Given request
Copy the data below line for line, without changing anything.

Excerpts from a detection dataset
========

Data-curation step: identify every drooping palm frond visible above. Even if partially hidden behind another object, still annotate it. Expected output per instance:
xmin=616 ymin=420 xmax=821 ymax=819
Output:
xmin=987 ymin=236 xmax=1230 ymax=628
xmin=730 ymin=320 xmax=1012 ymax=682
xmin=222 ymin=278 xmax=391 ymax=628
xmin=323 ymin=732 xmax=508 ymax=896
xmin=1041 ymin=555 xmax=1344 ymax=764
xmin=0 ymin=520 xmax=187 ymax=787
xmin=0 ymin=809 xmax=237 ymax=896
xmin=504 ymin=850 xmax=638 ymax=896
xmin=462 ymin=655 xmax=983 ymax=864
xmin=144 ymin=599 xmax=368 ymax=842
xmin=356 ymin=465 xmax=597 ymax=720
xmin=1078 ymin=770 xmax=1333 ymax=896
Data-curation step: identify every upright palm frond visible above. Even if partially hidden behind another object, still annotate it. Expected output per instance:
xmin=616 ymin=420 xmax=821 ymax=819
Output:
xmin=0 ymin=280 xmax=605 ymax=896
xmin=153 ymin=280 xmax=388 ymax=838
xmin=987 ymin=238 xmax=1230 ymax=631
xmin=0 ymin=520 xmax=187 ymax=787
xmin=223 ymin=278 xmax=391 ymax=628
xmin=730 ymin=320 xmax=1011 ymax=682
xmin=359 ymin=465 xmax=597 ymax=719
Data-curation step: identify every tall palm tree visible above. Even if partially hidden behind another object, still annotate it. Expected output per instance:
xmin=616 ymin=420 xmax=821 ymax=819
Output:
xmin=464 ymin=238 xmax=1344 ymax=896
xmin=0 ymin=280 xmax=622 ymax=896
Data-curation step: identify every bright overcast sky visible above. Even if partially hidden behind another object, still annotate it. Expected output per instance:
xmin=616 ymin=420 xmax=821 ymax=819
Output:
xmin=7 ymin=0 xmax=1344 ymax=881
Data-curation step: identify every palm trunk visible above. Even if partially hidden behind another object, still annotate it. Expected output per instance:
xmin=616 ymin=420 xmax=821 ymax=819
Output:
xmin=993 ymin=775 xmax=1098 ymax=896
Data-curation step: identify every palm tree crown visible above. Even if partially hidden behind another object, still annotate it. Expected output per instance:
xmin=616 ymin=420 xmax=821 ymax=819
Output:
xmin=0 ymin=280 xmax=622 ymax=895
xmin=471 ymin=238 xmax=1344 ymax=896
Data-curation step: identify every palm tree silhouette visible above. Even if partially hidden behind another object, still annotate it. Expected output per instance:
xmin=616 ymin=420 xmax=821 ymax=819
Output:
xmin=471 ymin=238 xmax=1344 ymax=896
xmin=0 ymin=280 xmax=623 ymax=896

========

Task answer
Data-curation step: identify every drooping palm frond visible above. Even if partially hidden behind another object, still annotate it. Expected output per instance:
xmin=616 ymin=420 xmax=821 ymax=819
Output:
xmin=987 ymin=236 xmax=1230 ymax=628
xmin=730 ymin=320 xmax=1012 ymax=682
xmin=222 ymin=278 xmax=391 ymax=628
xmin=323 ymin=732 xmax=508 ymax=896
xmin=1041 ymin=555 xmax=1344 ymax=764
xmin=0 ymin=520 xmax=187 ymax=787
xmin=0 ymin=809 xmax=237 ymax=896
xmin=504 ymin=850 xmax=638 ymax=896
xmin=462 ymin=655 xmax=983 ymax=864
xmin=144 ymin=599 xmax=368 ymax=842
xmin=356 ymin=465 xmax=597 ymax=720
xmin=1078 ymin=770 xmax=1333 ymax=896
Data-curation step: identify every upright palm frond visible above. Even if partially hidden behind another object, still annotate it. Expected output per instance:
xmin=616 ymin=420 xmax=821 ymax=819
Output:
xmin=0 ymin=280 xmax=605 ymax=896
xmin=153 ymin=280 xmax=388 ymax=838
xmin=987 ymin=238 xmax=1230 ymax=631
xmin=0 ymin=520 xmax=187 ymax=787
xmin=223 ymin=278 xmax=391 ymax=628
xmin=730 ymin=320 xmax=1011 ymax=682
xmin=359 ymin=465 xmax=597 ymax=719
Data-curation step: identify every tall palm tree visible above. Even if partially hidden behind another object, still annotate it. Expected output per instance:
xmin=616 ymin=420 xmax=821 ymax=819
Output:
xmin=464 ymin=238 xmax=1344 ymax=896
xmin=0 ymin=280 xmax=622 ymax=896
Data-curation step: identify every bright overcast sky visible above. Even if partially hidden behind another object, still annotate it. Expected output per instance:
xmin=616 ymin=420 xmax=821 ymax=819
Output:
xmin=7 ymin=0 xmax=1344 ymax=881
Data-curation step: identify every palm trunk visible above. Even if partially hidden behind another object, still annotate it. Expected output per instance:
xmin=616 ymin=420 xmax=821 ymax=819
Output:
xmin=993 ymin=775 xmax=1098 ymax=896
Data-curation step: identify every palm tree crown visible above. Even if partially hidden behind another object, still annotate it. Expected output per instance:
xmin=616 ymin=420 xmax=821 ymax=819
Output:
xmin=0 ymin=280 xmax=622 ymax=895
xmin=471 ymin=238 xmax=1344 ymax=896
Data-curation step: identify every palm tree silhouette visible above. Even if partially hidden behind another object, still annotate it. Expected output per instance:
xmin=616 ymin=420 xmax=821 ymax=819
Output:
xmin=471 ymin=238 xmax=1344 ymax=896
xmin=0 ymin=280 xmax=623 ymax=896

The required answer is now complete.